**Provided entries**
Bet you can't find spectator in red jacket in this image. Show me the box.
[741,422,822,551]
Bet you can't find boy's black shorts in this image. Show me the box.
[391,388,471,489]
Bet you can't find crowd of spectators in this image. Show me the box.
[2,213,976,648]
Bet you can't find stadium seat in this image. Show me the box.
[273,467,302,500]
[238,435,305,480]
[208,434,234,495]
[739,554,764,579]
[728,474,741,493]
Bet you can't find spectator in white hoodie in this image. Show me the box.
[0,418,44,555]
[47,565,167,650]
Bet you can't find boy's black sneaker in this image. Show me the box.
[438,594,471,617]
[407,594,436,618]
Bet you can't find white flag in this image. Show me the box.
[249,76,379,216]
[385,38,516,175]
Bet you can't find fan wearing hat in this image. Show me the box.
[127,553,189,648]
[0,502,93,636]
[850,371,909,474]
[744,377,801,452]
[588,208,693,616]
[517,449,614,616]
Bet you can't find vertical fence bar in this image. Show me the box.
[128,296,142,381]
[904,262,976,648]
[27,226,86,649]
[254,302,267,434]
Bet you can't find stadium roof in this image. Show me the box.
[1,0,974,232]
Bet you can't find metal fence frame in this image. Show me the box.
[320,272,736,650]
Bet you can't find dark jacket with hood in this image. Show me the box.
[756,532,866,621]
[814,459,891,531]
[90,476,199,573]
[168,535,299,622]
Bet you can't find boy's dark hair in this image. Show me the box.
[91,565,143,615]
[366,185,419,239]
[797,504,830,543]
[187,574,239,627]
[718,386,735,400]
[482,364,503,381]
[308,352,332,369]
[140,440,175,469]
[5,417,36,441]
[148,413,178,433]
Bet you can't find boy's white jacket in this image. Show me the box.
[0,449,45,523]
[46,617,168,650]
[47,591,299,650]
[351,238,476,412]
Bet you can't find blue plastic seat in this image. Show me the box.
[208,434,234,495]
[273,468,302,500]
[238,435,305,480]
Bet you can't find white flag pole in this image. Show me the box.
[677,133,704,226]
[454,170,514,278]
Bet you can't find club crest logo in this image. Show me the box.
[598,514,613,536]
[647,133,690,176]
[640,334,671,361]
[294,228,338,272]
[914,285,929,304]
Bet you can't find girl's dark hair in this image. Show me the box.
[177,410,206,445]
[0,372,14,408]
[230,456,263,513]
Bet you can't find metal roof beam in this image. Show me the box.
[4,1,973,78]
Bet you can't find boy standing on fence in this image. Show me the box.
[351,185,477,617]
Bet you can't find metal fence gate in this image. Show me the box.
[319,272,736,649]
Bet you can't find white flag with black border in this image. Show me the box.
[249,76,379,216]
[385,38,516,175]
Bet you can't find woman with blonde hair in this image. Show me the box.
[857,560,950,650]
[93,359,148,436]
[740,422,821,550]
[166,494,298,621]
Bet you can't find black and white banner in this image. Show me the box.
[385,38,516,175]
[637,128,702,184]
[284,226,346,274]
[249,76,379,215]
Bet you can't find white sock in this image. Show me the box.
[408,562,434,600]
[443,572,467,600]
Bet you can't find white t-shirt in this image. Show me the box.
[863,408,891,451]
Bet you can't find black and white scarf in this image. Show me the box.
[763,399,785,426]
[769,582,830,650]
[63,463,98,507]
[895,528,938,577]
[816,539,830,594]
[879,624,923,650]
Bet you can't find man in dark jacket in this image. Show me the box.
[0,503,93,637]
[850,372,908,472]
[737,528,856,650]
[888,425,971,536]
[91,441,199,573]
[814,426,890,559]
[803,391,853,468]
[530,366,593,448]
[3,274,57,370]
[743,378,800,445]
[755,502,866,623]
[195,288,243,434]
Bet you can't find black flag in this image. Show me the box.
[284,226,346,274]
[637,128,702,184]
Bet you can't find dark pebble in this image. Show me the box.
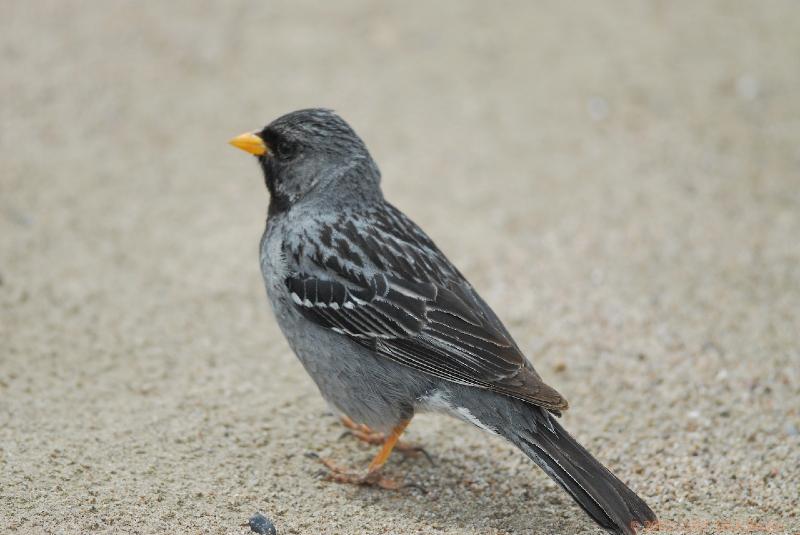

**Description of the task**
Output all of the listing above, exactly as given, but without its pictures.

**Result of the exercise**
Bet you can't find spectator in red jacket in this image. Show me the box.
[741,422,822,551]
Bet you can't find boy's black shorts in this image. Show me the box.
[391,388,471,489]
Bet you can't find crowd of spectators in this image. Show me the box.
[2,213,976,648]
Bet you can't find stadium seat in this image. Show me the box.
[273,467,302,500]
[238,435,305,480]
[208,434,234,495]
[739,554,764,579]
[728,474,741,493]
Bet you can't find spectator in white hoodie in this image. Show me the box.
[0,418,44,555]
[47,565,167,650]
Bet you can't find boy's black sneaker in this image. Show me the box.
[438,594,471,617]
[407,594,436,618]
Bet you can't find white flag in this image. Show me the box.
[249,76,379,216]
[385,38,516,175]
Bet you can't find fan wearing hat in this image. Show me the box.
[127,553,189,648]
[0,502,93,636]
[850,371,909,474]
[744,377,801,452]
[588,208,693,616]
[517,449,614,616]
Bet you can't find vertical fence bar in this image. Show me the box.
[128,296,142,381]
[904,262,976,648]
[27,226,86,649]
[254,302,267,434]
Bet you can't find stadium roof in this image. Show me the box.
[1,0,974,232]
Bet you can't find metal fence frame in this image. Show me the box.
[320,272,736,650]
Bet you can't find dark jacket with hood in this image. Show me the box.
[756,532,866,621]
[814,459,891,531]
[90,476,199,573]
[168,535,299,622]
Bet you can't find boy's dark hair in this image. Show me the box.
[91,565,143,615]
[366,185,419,239]
[797,504,830,543]
[187,574,239,627]
[718,386,735,400]
[482,364,503,381]
[308,352,332,369]
[140,440,175,469]
[5,417,36,441]
[148,413,178,433]
Bet you can't find boy's white jacket in this image. Show me the box.
[0,449,45,523]
[46,617,168,650]
[47,591,299,650]
[351,238,476,412]
Bet you can't find blue plastic seat in this image. Show me the box.
[208,434,234,495]
[273,468,302,500]
[238,435,305,480]
Bet you can't find white flag pole in this image. Show me the box.
[677,133,704,226]
[454,170,514,278]
Bet you can't find club crest logo in this image. Show me the box.
[598,514,613,536]
[647,133,690,176]
[640,334,671,361]
[294,228,338,272]
[914,285,929,304]
Bet you can't find girl's dark hair in this image. Show me the box.
[177,410,206,445]
[0,372,14,408]
[230,456,263,513]
Bet you can't find metal roof beam in this image. Show me the box.
[4,1,973,78]
Bet you can't find boy standing on fence in this image. Show me the box.
[351,185,477,617]
Bet you can't find metal fence gate in this image. Show me the box.
[319,272,736,649]
Bet you can't find white flag with black border in this image. Show me the box.
[249,76,379,216]
[385,38,516,175]
Bet you can't find woman with blonde hair in this image. Show me the box.
[857,560,950,650]
[93,359,148,436]
[740,422,821,550]
[166,494,298,621]
Bet you can't find black and white banner in this image. Show me the box.
[385,38,516,175]
[637,128,702,184]
[284,226,346,274]
[249,76,379,215]
Bet you can't find white sock in this image. Show me the box.
[408,562,434,600]
[443,572,467,600]
Bet you can't find white t-shirt in this image. Show me the box.
[863,408,891,451]
Bet you can't find black and white scarf in this image. Show me the box.
[763,399,785,426]
[769,582,830,650]
[63,463,98,507]
[895,528,938,577]
[816,539,830,594]
[879,624,923,650]
Bet you can't find man in dark jacket in this image. Show me the box.
[0,503,93,637]
[850,372,908,472]
[737,528,856,650]
[888,425,971,536]
[91,441,199,573]
[814,426,890,559]
[803,391,853,468]
[530,366,593,448]
[3,274,57,370]
[743,378,800,445]
[755,502,866,623]
[195,288,243,434]
Bet you can't find black flag in this image. Show me the box.
[284,226,346,274]
[637,128,702,184]
Bet you can't find dark pebble in this image. Show me the box.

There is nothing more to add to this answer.